Supplied information:

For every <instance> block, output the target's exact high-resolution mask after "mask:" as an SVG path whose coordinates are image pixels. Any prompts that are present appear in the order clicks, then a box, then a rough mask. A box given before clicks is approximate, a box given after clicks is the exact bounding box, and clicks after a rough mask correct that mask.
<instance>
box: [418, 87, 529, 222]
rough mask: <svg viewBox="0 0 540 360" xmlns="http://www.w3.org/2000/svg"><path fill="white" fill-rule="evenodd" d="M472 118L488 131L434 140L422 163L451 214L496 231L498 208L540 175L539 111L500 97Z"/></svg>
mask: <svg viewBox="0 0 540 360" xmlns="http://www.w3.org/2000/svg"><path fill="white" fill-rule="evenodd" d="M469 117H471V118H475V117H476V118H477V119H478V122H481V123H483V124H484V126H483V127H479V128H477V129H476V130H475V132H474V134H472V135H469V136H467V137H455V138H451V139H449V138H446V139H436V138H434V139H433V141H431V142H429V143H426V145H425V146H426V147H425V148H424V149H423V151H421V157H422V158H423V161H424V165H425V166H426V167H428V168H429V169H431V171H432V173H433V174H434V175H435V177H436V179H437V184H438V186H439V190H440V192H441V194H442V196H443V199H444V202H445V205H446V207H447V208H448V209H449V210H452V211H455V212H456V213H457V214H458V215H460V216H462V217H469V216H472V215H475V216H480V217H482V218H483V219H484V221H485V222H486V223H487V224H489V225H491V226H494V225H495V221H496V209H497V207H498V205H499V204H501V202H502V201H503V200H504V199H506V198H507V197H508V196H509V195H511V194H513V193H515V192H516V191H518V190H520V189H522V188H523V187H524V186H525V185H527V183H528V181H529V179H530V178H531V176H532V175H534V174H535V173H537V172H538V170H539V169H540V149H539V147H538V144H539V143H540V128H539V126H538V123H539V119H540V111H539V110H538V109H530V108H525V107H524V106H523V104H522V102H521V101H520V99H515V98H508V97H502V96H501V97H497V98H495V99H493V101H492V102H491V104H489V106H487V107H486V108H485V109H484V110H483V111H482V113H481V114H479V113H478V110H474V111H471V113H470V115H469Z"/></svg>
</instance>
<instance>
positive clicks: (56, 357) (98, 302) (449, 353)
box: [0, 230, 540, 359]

Problem details:
Print, without any change, the line containing "</instance>" and each line after it to the end of the material.

Worked solution:
</instance>
<instance>
positive clicks: (56, 357) (98, 302) (449, 353)
box: [0, 230, 540, 359]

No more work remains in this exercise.